● Exercise details: Update the data starting at the very beginning and ending at the line that contains "[[[452,195],[477,201],[477,174],[470,174],[463,179],[462,185]]]", replacing "draws the outline" with "traces the contour" and changing nothing else. Leave the pictures out of your answer.
-------------------------
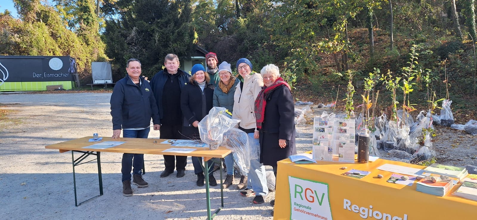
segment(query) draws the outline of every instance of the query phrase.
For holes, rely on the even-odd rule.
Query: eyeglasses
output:
[[[237,67],[237,70],[240,71],[240,70],[242,70],[242,69],[245,69],[245,68],[247,68],[248,67],[249,67],[249,64],[246,64],[245,65],[243,65],[242,66],[239,66],[239,67]]]

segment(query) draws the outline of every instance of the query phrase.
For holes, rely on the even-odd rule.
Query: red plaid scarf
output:
[[[263,88],[259,93],[259,95],[257,97],[257,99],[255,100],[255,118],[257,119],[257,128],[261,128],[262,123],[263,123],[264,116],[265,113],[265,106],[267,105],[267,101],[265,100],[265,97],[270,93],[282,85],[284,85],[288,87],[288,89],[290,89],[290,91],[291,91],[291,89],[290,88],[290,85],[286,82],[285,82],[281,77],[278,77],[278,79],[275,80],[275,83],[273,83],[273,84],[272,84],[270,86],[267,87],[264,86]]]

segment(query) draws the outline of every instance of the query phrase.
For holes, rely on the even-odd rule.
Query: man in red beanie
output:
[[[206,54],[206,61],[207,62],[207,73],[210,76],[209,83],[217,87],[218,86],[218,82],[220,81],[218,78],[218,67],[217,66],[218,59],[217,59],[217,54],[215,52],[209,52]]]

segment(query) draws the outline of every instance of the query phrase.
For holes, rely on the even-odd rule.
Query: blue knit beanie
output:
[[[240,59],[238,60],[238,61],[237,61],[237,65],[235,67],[235,68],[238,69],[238,64],[240,64],[240,63],[247,63],[247,65],[248,65],[249,66],[250,66],[250,70],[251,70],[252,69],[253,69],[253,66],[252,65],[252,63],[250,62],[250,61],[248,59],[247,59],[247,58],[240,58]]]
[[[204,66],[200,63],[197,63],[192,66],[192,69],[190,71],[190,75],[194,75],[197,73],[197,71],[200,71],[202,70],[202,71],[206,72],[206,69],[204,68]]]

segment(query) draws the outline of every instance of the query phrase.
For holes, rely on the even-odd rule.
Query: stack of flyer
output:
[[[425,168],[424,171],[427,173],[457,178],[459,180],[465,178],[469,174],[465,168],[442,165],[437,164],[431,164],[429,167]]]
[[[317,117],[313,128],[313,159],[354,162],[354,119]]]
[[[431,177],[435,178],[435,183],[431,180]],[[442,179],[440,175],[432,174],[417,182],[416,191],[435,196],[444,196],[452,189],[456,182],[456,180],[455,179]]]
[[[452,195],[477,201],[477,174],[470,174],[463,179],[462,185]]]

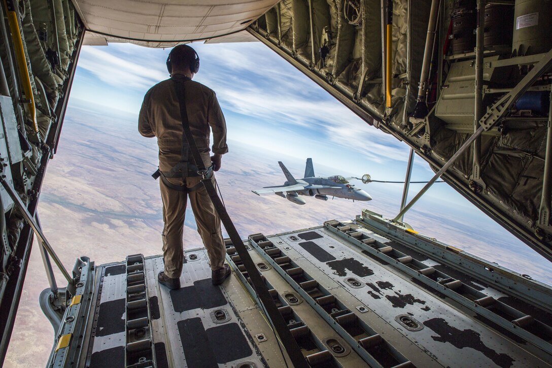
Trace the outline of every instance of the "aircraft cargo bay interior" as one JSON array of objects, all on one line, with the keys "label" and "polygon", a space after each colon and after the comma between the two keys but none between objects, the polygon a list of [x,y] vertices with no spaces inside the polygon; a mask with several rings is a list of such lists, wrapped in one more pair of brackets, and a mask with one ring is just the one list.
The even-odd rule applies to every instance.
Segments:
[{"label": "aircraft cargo bay interior", "polygon": [[[449,186],[472,210],[496,222],[528,251],[552,260],[552,1],[4,0],[0,12],[0,365],[6,362],[14,335],[25,333],[14,329],[15,322],[18,311],[28,307],[22,302],[23,285],[36,271],[30,259],[31,249],[38,248],[46,275],[40,307],[55,337],[49,357],[44,357],[47,367],[552,365],[552,287],[519,272],[523,267],[512,270],[459,245],[468,247],[473,240],[482,244],[480,248],[487,254],[500,249],[490,244],[485,249],[485,239],[475,232],[450,245],[409,223],[415,217],[412,208],[425,203],[422,197],[434,183],[443,183],[436,185]],[[377,160],[378,155],[386,155],[388,137],[410,149],[406,178],[386,182],[363,176],[364,172],[357,174],[362,177],[347,177],[346,160],[342,173],[319,177],[309,158],[304,177],[296,179],[300,177],[290,174],[295,168],[290,171],[280,161],[285,183],[248,188],[253,199],[243,202],[250,207],[245,217],[251,218],[251,225],[235,226],[232,218],[241,215],[237,213],[241,209],[233,209],[233,198],[227,208],[220,195],[227,192],[224,187],[213,186],[215,160],[213,166],[200,165],[193,171],[200,177],[197,187],[208,192],[209,203],[225,229],[224,264],[230,266],[229,277],[225,275],[217,281],[211,249],[203,248],[199,240],[186,244],[183,262],[178,262],[182,276],[173,281],[164,274],[168,271],[162,255],[126,253],[124,260],[99,264],[103,262],[88,256],[91,250],[78,241],[71,246],[82,256],[72,269],[67,267],[60,248],[45,235],[47,227],[43,228],[38,209],[46,167],[60,155],[62,130],[71,129],[62,129],[64,119],[66,124],[78,120],[66,119],[66,114],[79,56],[93,46],[130,43],[160,50],[192,42],[198,49],[204,42],[213,46],[255,42],[277,56],[317,85],[325,96],[354,113],[362,128],[378,132],[374,136],[382,143],[366,142],[362,149],[371,151],[369,157]],[[187,66],[191,72],[188,80],[195,73],[201,75],[203,54],[193,52],[195,64]],[[120,59],[101,52],[96,56],[116,65],[121,74],[157,72],[148,70],[145,60],[137,61],[144,65],[125,70]],[[261,60],[259,55],[235,56],[236,60],[228,60],[232,67],[246,59]],[[172,76],[176,59],[171,62],[169,56],[167,60]],[[203,67],[209,70],[209,61],[205,62]],[[254,62],[246,65],[240,66],[263,67]],[[89,62],[83,66],[90,67]],[[229,70],[233,71],[222,72],[236,69]],[[166,72],[162,77],[167,78]],[[142,83],[161,80],[155,76]],[[216,76],[209,76],[205,80],[212,82]],[[294,81],[284,81],[291,88]],[[181,93],[184,90],[176,88],[182,120],[177,122],[182,124],[181,161],[189,149],[193,162],[199,163],[203,159],[189,132],[194,122],[185,117],[192,109],[188,105],[187,112],[185,93]],[[79,88],[79,93],[86,91]],[[89,93],[94,93],[91,87]],[[225,94],[231,93],[226,89],[218,94],[223,104]],[[303,95],[307,101],[317,98],[311,92]],[[321,106],[321,101],[316,103]],[[305,114],[328,114],[322,107],[321,112],[315,111],[316,105],[311,106],[312,111],[304,108]],[[79,111],[99,117],[94,114],[101,108],[90,103]],[[247,111],[240,112],[245,115]],[[297,111],[290,108],[291,112],[284,112]],[[229,116],[232,118],[235,112]],[[279,118],[278,109],[272,113]],[[115,127],[119,117],[113,119]],[[328,131],[348,130],[340,136],[342,140],[366,136],[345,120],[335,122]],[[102,124],[92,127],[101,130]],[[297,141],[292,135],[305,136],[314,134],[309,128],[320,129],[308,125],[308,120],[299,122],[294,130],[283,123],[280,130],[290,138],[279,144],[291,146]],[[68,139],[76,141],[86,132]],[[148,136],[144,132],[140,130]],[[243,140],[255,133],[244,132],[248,138]],[[332,144],[363,144],[337,141]],[[108,159],[117,160],[116,150],[108,142],[101,143],[103,149],[114,150]],[[144,144],[135,152],[125,148],[128,143],[120,144],[120,151],[134,155],[136,161],[146,160],[138,150],[151,146]],[[321,146],[317,148],[335,148]],[[223,149],[218,148],[220,155]],[[216,158],[215,143],[213,150]],[[157,159],[157,152],[154,155],[152,160]],[[226,160],[222,172],[230,162]],[[412,178],[415,160],[429,168],[427,180]],[[359,167],[358,162],[351,166]],[[383,166],[386,161],[381,162]],[[127,175],[116,164],[104,172]],[[260,176],[259,167],[251,170]],[[246,175],[239,166],[232,170]],[[78,172],[68,168],[56,177],[54,185],[62,191]],[[161,172],[159,181],[169,185],[167,172]],[[404,177],[404,172],[400,175]],[[364,191],[365,187],[355,187],[353,181],[357,180],[364,185],[401,183],[400,206],[386,207],[393,213],[373,211],[372,202],[379,198]],[[230,182],[229,186],[235,185],[235,180]],[[189,193],[197,187],[185,190],[190,190],[190,201]],[[147,202],[141,193],[130,190],[126,194]],[[255,194],[276,194],[293,203],[282,198],[254,202],[266,198]],[[304,199],[307,197],[312,198]],[[332,197],[339,198],[336,207],[327,204]],[[295,226],[282,231],[278,222],[288,215],[275,209],[276,199],[293,206],[294,213],[304,214],[296,218],[306,217],[309,206],[319,204],[328,212],[308,228],[298,229],[305,223],[287,219],[286,224]],[[359,206],[363,209],[345,218],[336,218],[330,209],[355,201],[355,211]],[[68,203],[60,201],[59,207]],[[264,204],[251,204],[256,203]],[[101,210],[105,202],[98,199],[95,206]],[[159,217],[152,220],[155,226],[161,223]],[[254,217],[266,219],[279,230],[255,232]],[[413,220],[429,223],[436,217]],[[92,220],[89,224],[96,227],[87,233],[93,234],[90,238],[99,238],[106,228]],[[238,233],[237,228],[253,231]],[[461,229],[457,230],[459,234]],[[158,238],[146,245],[160,253],[165,244]],[[532,266],[549,275],[549,264],[540,264]]]}]

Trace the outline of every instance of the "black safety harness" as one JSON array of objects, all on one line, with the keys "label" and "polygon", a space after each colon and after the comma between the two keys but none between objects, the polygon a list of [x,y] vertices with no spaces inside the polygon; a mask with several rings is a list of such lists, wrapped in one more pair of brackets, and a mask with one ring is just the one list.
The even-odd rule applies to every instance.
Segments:
[{"label": "black safety harness", "polygon": [[[270,296],[268,291],[268,288],[267,287],[263,277],[261,276],[258,270],[255,266],[255,264],[253,262],[253,260],[251,259],[251,256],[250,256],[247,250],[243,245],[243,242],[241,240],[240,234],[238,234],[237,230],[236,230],[236,227],[232,222],[232,220],[228,214],[224,204],[221,201],[220,198],[219,197],[216,190],[213,185],[213,181],[211,180],[211,177],[213,176],[213,167],[211,166],[209,168],[206,168],[203,164],[203,160],[201,159],[199,150],[198,149],[194,136],[192,135],[192,132],[190,130],[188,119],[188,112],[186,109],[186,103],[184,99],[184,80],[181,81],[173,79],[173,81],[174,82],[174,87],[176,90],[177,96],[178,96],[178,102],[180,104],[180,114],[182,120],[182,156],[184,157],[184,154],[185,154],[186,158],[185,161],[182,160],[179,164],[175,166],[175,167],[178,167],[176,169],[177,172],[181,172],[179,170],[182,169],[183,174],[189,174],[190,172],[189,170],[188,169],[191,168],[192,166],[188,164],[187,159],[188,153],[191,153],[192,158],[195,162],[194,166],[195,166],[195,167],[194,169],[197,169],[197,170],[195,171],[195,175],[193,176],[201,176],[201,179],[199,185],[194,186],[193,188],[188,188],[187,190],[195,190],[199,188],[196,188],[196,187],[199,187],[201,185],[205,187],[209,197],[211,198],[211,201],[213,202],[215,209],[221,221],[224,225],[224,228],[226,229],[226,232],[228,233],[230,240],[232,241],[232,245],[236,248],[236,250],[240,256],[241,262],[243,263],[243,266],[245,266],[246,271],[248,272],[249,277],[251,278],[253,289],[257,293],[259,299],[264,306],[268,317],[272,322],[275,332],[278,334],[284,346],[284,348],[291,359],[293,366],[296,368],[308,368],[310,366],[305,360],[301,351],[301,348],[299,348],[297,341],[295,341],[295,338],[291,335],[291,333],[290,332],[287,324],[284,320],[283,317],[282,317],[282,314],[278,311],[278,307]],[[185,145],[184,145],[184,141],[185,141]],[[185,153],[184,152],[184,147],[187,148]],[[186,162],[186,164],[185,164],[184,162]],[[181,165],[180,164],[182,165]],[[186,168],[185,171],[184,170],[184,168]],[[174,167],[173,167],[173,169],[174,169]],[[171,172],[173,172],[172,169],[169,172],[169,173]],[[161,175],[161,178],[163,180],[164,178],[163,173],[160,171],[159,175]],[[169,175],[171,174],[169,174]],[[192,175],[188,175],[187,176],[189,176]],[[157,177],[158,177],[159,175]],[[169,177],[167,176],[167,177]],[[165,178],[165,180],[166,180],[166,178]],[[163,181],[166,183],[168,182],[168,181],[166,182]],[[169,186],[169,187],[171,187]]]},{"label": "black safety harness", "polygon": [[[190,80],[188,77],[185,77],[182,80],[182,82],[179,83],[179,80],[173,79],[173,81],[174,82],[175,85],[178,84],[182,84],[185,81]],[[180,98],[180,96],[179,96]],[[178,185],[177,184],[173,184],[170,181],[167,180],[167,178],[184,178],[189,177],[192,176],[200,176],[199,174],[199,168],[195,164],[195,160],[194,160],[194,157],[192,157],[192,162],[190,162],[189,156],[190,156],[190,144],[188,143],[188,139],[186,139],[186,135],[184,133],[184,130],[185,130],[184,126],[184,125],[188,125],[188,117],[186,116],[186,122],[185,124],[185,122],[184,119],[182,120],[182,127],[183,127],[183,133],[182,133],[182,151],[181,154],[180,161],[174,166],[173,166],[171,170],[169,171],[161,171],[159,169],[157,169],[157,171],[152,174],[152,176],[154,179],[157,179],[158,177],[161,177],[161,181],[167,187],[172,189],[173,190],[178,191],[179,192],[193,192],[194,191],[197,191],[197,190],[201,188],[203,185],[201,183],[199,183],[193,187],[189,188],[186,186],[186,183],[183,185]],[[203,160],[201,160],[203,163]],[[207,167],[206,169],[207,170],[207,173],[206,174],[206,177],[208,178],[211,178],[213,177],[213,165]]]}]

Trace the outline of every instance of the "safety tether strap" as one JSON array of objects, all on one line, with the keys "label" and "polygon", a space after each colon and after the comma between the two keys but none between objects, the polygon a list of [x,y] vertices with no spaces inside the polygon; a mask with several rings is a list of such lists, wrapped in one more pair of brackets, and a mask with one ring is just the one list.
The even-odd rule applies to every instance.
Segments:
[{"label": "safety tether strap", "polygon": [[268,317],[270,318],[270,321],[272,321],[272,324],[276,330],[276,333],[280,337],[280,339],[284,345],[284,348],[291,360],[291,362],[293,364],[294,366],[296,368],[308,368],[310,366],[309,364],[305,360],[301,351],[301,349],[299,348],[299,345],[297,344],[297,341],[295,341],[295,338],[291,335],[291,333],[284,320],[283,317],[282,317],[280,312],[278,312],[278,307],[276,306],[274,299],[272,299],[270,293],[268,292],[268,288],[267,287],[264,281],[261,276],[261,274],[255,266],[255,264],[253,260],[251,259],[251,257],[249,255],[247,250],[246,249],[241,238],[240,236],[240,234],[238,234],[237,230],[236,229],[233,223],[232,223],[226,208],[225,208],[222,201],[219,197],[218,194],[216,193],[216,191],[215,190],[213,182],[210,179],[207,178],[205,177],[207,170],[203,164],[203,160],[201,159],[201,154],[198,149],[197,145],[195,144],[194,136],[192,135],[192,132],[190,130],[188,112],[186,109],[186,102],[184,98],[185,89],[184,81],[173,80],[174,82],[176,94],[180,104],[180,114],[181,119],[182,120],[183,133],[189,145],[190,152],[192,153],[192,158],[199,169],[198,174],[203,176],[201,182],[207,190],[207,193],[209,194],[209,196],[213,202],[215,209],[217,213],[218,213],[219,217],[220,217],[221,221],[222,221],[225,229],[226,229],[226,232],[228,233],[228,235],[230,237],[230,240],[232,240],[232,245],[236,248],[236,250],[240,256],[240,260],[243,262],[243,266],[245,266],[246,271],[247,271],[250,278],[251,279],[253,288],[257,292],[261,302],[264,306],[264,309],[268,315]]}]

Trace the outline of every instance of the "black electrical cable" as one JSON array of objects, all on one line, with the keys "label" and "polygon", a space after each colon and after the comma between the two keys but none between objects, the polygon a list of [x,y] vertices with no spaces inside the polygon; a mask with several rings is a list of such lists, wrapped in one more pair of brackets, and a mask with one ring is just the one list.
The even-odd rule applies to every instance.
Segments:
[{"label": "black electrical cable", "polygon": [[[215,180],[215,182],[216,183],[216,188],[218,190],[219,195],[220,196],[220,199],[222,202],[222,207],[226,209],[226,206],[224,204],[224,199],[222,198],[222,193],[221,192],[220,187],[219,186],[219,182]],[[238,272],[240,272],[240,271],[238,270]],[[255,286],[252,283],[251,286],[253,287],[253,291],[255,292],[255,295],[257,296],[257,298],[258,298],[259,296],[257,293],[257,290],[255,289]],[[274,324],[272,323],[272,321],[270,320],[270,317],[268,317],[268,313],[267,312],[267,310],[264,308],[264,304],[262,303],[259,303],[258,304],[261,306],[261,308],[262,309],[263,312],[264,313],[264,315],[267,316],[267,322],[268,322],[268,327],[270,328],[270,330],[272,330],[272,333],[274,334],[274,338],[276,339],[276,343],[278,344],[278,348],[280,350],[280,354],[282,354],[282,358],[284,360],[284,363],[285,364],[285,367],[286,368],[289,368],[289,366],[288,365],[288,360],[285,359],[285,354],[284,354],[284,351],[282,350],[282,343],[278,338],[278,335],[276,334],[276,330],[274,329]]]}]

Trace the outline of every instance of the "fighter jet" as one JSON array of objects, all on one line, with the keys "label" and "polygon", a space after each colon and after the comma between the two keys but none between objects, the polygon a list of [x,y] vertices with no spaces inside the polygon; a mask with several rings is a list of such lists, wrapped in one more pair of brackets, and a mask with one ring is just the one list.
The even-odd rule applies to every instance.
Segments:
[{"label": "fighter jet", "polygon": [[299,196],[309,196],[322,201],[327,201],[328,196],[353,201],[370,201],[372,199],[370,194],[362,189],[355,188],[341,175],[328,177],[315,176],[312,159],[307,159],[305,177],[299,180],[293,177],[281,161],[279,161],[278,164],[285,175],[286,181],[284,185],[264,187],[263,189],[252,192],[258,196],[273,193],[297,204],[306,203]]}]

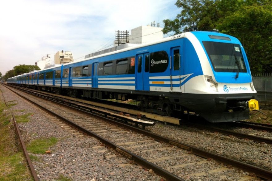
-------------------------
● The completed task:
segment(query) traces the contour of every instance of the query phrase.
For holes, rely on the even-odd rule.
Query: eyeglasses
output:
[[[237,67],[237,70],[240,71],[240,70],[242,70],[242,69],[245,69],[245,68],[247,68],[248,67],[249,67],[249,64],[246,64],[245,65],[243,65],[242,66],[239,66],[239,67]]]

segment(query) traces the contour of every instance of the query phrase.
For holes, rely on the even-odd rule.
Query: red plaid scarf
output:
[[[263,88],[259,93],[259,95],[257,97],[257,99],[255,100],[255,118],[257,119],[257,128],[261,128],[262,123],[263,123],[264,116],[265,113],[265,106],[267,105],[267,101],[265,100],[265,97],[270,93],[282,85],[284,85],[288,87],[288,89],[290,89],[290,91],[291,91],[291,89],[290,88],[290,85],[286,82],[285,82],[281,77],[278,77],[278,79],[275,80],[275,83],[273,83],[273,84],[272,84],[270,86],[267,87],[264,86]]]

segment(query) traces the contour of every instance of the query phrase.
For holes, rely on the even-odd rule.
Query: man in red beanie
output:
[[[206,54],[206,61],[207,62],[207,73],[210,76],[209,83],[217,87],[218,86],[218,82],[220,81],[218,78],[218,67],[217,66],[218,59],[217,59],[217,54],[215,52],[209,52]]]

segment(query) traces the contour of every instance of the query phrase.
For holes, rely on the even-odd rule.
Query: blue knit beanie
output:
[[[240,59],[238,60],[238,61],[237,61],[237,65],[235,67],[235,68],[238,69],[238,64],[240,64],[240,63],[247,63],[247,65],[248,65],[249,66],[250,66],[250,70],[251,70],[252,69],[253,69],[253,66],[252,65],[252,63],[250,62],[250,61],[248,59],[247,59],[247,58],[240,58]]]
[[[204,66],[200,63],[197,63],[192,66],[192,69],[190,71],[190,75],[194,75],[197,73],[197,71],[200,71],[202,70],[202,71],[206,72],[206,69],[204,68]]]

segment(query) traces the contour of every instance of the query phrase.
For holes, rely on the even-odd rule.
Query: stack of flyer
output:
[[[425,168],[424,171],[427,173],[457,178],[459,180],[465,178],[469,174],[465,168],[442,165],[437,164],[431,164],[429,167]]]
[[[317,117],[313,128],[313,159],[354,162],[354,119]]]
[[[431,177],[435,178],[435,183],[431,180]],[[442,179],[440,175],[432,174],[417,182],[416,191],[435,196],[444,196],[452,189],[456,182],[456,180],[455,179]]]
[[[452,195],[477,201],[477,174],[470,174],[463,179],[462,185]]]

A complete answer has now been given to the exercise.